TASK TO CARRY OUT: Your task is to extract the lines from the one holding "as in (336,480)." through the end of the material. Set them down exactly and add nothing.

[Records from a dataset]
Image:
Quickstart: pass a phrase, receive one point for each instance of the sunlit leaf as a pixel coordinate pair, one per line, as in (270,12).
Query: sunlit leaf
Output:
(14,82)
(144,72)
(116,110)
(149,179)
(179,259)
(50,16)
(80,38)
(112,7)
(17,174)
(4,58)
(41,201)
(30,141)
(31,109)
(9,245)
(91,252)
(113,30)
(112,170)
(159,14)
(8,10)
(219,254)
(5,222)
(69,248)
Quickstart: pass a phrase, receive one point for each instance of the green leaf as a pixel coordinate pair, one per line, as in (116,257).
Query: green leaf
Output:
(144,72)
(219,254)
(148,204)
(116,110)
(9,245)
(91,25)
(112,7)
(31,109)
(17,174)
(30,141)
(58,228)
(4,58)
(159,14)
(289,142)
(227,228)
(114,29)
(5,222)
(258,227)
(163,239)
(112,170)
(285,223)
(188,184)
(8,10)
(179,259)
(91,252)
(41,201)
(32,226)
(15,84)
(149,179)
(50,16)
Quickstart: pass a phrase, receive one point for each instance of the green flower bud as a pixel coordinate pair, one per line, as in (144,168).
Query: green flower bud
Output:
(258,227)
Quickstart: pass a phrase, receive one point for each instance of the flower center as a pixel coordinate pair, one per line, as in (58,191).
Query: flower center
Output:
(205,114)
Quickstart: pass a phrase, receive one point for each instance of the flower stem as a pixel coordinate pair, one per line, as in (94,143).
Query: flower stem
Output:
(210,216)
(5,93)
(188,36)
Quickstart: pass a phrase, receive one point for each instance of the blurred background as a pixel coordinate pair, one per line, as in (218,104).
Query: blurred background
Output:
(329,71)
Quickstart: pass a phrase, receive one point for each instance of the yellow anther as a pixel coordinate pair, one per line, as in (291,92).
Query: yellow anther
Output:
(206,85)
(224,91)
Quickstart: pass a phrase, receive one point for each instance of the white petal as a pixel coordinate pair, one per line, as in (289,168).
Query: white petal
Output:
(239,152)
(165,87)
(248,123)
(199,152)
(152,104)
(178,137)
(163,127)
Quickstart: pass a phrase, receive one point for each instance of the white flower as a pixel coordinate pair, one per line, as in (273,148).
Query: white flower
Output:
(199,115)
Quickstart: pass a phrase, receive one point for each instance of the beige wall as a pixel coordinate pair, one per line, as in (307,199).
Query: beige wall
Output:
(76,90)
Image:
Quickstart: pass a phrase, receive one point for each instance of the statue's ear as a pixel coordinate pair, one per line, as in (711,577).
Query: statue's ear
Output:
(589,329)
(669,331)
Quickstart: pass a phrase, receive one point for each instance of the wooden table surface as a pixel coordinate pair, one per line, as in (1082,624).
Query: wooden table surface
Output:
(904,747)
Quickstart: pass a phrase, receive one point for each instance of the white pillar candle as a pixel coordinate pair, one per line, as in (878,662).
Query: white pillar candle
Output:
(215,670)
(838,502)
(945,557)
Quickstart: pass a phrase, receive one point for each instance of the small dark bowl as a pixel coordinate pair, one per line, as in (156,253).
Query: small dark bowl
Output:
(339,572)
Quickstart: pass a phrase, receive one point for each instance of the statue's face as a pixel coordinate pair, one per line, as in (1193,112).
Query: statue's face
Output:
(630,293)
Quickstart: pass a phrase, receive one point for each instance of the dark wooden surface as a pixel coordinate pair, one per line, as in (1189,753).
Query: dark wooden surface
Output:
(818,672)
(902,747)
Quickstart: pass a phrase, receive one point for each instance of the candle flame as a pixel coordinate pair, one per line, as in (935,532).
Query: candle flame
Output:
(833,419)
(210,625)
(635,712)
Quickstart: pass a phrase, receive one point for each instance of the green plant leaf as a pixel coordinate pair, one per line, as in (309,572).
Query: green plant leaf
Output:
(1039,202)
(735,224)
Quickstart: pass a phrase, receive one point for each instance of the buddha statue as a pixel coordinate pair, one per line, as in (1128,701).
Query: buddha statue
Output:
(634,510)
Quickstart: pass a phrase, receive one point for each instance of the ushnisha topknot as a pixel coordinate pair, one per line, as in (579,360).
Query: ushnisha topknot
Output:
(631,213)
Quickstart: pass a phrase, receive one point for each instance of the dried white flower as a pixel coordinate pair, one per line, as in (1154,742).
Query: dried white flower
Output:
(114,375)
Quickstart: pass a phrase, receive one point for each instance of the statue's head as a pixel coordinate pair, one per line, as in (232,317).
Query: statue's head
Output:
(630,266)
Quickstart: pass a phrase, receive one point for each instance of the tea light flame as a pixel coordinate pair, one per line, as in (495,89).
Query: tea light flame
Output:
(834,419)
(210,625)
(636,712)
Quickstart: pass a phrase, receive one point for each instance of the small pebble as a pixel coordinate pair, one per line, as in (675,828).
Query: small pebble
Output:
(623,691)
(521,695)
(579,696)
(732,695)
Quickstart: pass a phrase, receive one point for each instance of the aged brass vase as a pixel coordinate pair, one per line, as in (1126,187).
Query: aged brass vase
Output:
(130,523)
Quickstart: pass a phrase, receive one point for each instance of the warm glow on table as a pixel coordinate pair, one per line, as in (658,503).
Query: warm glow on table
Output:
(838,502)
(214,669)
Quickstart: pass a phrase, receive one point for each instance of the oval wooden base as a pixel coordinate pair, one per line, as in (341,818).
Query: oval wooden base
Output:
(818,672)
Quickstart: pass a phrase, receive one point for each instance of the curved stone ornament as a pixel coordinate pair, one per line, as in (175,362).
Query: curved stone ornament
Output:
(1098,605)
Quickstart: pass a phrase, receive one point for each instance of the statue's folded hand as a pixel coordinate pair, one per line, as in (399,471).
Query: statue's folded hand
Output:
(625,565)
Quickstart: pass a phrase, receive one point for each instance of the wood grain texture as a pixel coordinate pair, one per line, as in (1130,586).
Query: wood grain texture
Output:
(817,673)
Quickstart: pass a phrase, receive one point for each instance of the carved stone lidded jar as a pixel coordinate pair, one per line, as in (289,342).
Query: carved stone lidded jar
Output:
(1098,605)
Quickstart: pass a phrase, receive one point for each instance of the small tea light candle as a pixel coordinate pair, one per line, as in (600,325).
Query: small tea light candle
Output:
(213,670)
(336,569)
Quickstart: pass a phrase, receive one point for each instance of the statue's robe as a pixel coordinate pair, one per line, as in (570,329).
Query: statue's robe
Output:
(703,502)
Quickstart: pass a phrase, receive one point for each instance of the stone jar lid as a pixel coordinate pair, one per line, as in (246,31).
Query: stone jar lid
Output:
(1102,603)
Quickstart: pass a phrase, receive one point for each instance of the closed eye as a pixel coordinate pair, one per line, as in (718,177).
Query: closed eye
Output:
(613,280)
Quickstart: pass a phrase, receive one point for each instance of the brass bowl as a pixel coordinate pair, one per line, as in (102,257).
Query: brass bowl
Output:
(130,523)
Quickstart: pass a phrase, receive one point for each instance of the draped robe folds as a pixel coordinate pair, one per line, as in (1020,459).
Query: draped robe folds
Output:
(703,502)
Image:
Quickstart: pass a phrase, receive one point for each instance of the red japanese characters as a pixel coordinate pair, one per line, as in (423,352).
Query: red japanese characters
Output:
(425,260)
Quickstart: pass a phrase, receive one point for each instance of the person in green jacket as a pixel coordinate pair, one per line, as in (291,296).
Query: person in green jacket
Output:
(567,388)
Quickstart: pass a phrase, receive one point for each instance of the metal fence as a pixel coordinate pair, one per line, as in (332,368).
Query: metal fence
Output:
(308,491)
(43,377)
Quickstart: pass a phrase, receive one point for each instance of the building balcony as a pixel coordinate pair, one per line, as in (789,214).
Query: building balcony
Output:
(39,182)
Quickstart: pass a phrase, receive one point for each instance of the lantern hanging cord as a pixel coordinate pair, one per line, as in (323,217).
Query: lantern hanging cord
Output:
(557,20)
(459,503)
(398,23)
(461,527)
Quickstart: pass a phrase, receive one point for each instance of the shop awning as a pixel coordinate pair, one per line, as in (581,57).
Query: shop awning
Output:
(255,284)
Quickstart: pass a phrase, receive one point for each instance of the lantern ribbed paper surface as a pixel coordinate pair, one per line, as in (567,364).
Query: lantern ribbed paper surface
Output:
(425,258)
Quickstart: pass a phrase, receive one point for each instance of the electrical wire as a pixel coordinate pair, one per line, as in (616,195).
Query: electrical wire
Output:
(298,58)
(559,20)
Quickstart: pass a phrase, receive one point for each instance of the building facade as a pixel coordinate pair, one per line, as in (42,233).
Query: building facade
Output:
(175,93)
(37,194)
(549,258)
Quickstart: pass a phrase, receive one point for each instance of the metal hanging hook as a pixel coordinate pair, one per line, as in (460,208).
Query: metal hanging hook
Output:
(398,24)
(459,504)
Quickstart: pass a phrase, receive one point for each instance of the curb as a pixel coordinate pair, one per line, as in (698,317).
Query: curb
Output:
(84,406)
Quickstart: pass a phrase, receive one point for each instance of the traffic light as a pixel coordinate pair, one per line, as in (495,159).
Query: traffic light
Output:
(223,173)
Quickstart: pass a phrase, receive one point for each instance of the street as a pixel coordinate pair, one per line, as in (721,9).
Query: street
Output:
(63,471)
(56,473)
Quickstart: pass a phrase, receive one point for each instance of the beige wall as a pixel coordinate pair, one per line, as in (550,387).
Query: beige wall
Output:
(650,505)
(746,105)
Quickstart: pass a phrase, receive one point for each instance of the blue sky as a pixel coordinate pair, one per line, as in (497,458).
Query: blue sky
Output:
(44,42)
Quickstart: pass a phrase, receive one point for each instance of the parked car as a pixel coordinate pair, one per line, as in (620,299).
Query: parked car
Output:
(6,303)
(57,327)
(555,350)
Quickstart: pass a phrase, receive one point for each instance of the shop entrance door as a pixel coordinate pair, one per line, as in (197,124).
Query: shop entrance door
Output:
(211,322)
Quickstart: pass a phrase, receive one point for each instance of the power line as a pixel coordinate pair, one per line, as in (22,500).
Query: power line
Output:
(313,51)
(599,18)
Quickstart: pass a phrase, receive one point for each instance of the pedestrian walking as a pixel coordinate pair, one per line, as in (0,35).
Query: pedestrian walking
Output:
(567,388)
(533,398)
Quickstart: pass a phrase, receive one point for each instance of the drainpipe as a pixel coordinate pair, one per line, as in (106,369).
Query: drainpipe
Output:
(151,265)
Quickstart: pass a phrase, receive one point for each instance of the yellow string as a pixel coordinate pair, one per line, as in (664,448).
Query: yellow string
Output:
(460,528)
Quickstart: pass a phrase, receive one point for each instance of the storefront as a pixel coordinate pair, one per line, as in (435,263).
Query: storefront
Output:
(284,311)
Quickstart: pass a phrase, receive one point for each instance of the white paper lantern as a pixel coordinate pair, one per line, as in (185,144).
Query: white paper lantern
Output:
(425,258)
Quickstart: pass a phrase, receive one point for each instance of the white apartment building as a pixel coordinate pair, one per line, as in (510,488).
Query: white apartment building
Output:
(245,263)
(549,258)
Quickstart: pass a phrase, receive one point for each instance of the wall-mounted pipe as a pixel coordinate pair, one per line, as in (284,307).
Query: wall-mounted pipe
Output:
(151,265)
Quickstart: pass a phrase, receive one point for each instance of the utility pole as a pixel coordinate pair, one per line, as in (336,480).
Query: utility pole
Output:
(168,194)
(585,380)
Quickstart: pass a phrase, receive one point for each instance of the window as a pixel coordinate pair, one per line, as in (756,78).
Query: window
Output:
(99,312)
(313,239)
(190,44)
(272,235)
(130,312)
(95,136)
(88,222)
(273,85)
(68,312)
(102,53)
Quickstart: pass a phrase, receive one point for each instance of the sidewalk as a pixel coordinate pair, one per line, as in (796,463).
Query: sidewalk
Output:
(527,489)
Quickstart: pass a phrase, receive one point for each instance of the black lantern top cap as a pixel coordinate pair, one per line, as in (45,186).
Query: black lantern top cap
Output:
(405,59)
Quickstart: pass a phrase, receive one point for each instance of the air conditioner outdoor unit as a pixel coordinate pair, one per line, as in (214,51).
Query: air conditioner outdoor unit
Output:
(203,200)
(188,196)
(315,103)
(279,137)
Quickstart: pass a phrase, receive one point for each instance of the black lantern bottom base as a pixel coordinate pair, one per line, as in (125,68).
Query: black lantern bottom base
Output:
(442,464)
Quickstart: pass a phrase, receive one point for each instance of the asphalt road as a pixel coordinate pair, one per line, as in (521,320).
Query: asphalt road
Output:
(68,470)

EXERCISE ANSWER:
Quickstart: pass a phrase, receive one point for each instance of the utility pole as a pixel coordinate pair, one per line, as in (336,480).
Query: utility pole
Output:
(168,194)
(585,380)
Quickstart: pass a phrase, receive one point for each instance of the window as a pixel coordinate pair, one per line, as in (756,78).
Query: window
Output:
(99,312)
(313,239)
(190,44)
(272,235)
(130,312)
(95,136)
(88,222)
(273,85)
(68,312)
(102,53)
Quickstart: pass a phrase, receive one point for each instance of the sidewalk as a pixel coordinate pair, one per line, as in (796,463).
Query: sidewalk
Output:
(527,489)
Quickstart: pass a phrase, receive one point for each instance of the black lantern top cap as a pixel coordinate pair, one per line, as in (45,186).
Query: black lantern top cap
Output:
(405,59)
Quickstart: pass a phrase, receive one point for each instance of the air conditioner outdoor unit as a pixel coordinate pair, one per line, as in (214,51).
Query: air conditioner outdoor unit
Output:
(203,200)
(188,196)
(315,103)
(279,137)
Quickstart: pass a phrase, receive one point for each instance of the black lantern bottom base as a pixel coordinate pair, one per line, as in (125,68).
Query: black lantern bottom base
Output:
(442,464)
Quickstart: pass a phrase, receive one point for each instance of the asphalt road as a pixel coordinate pair, one per line, as in (521,320).
Query: asphalt road
Output:
(68,470)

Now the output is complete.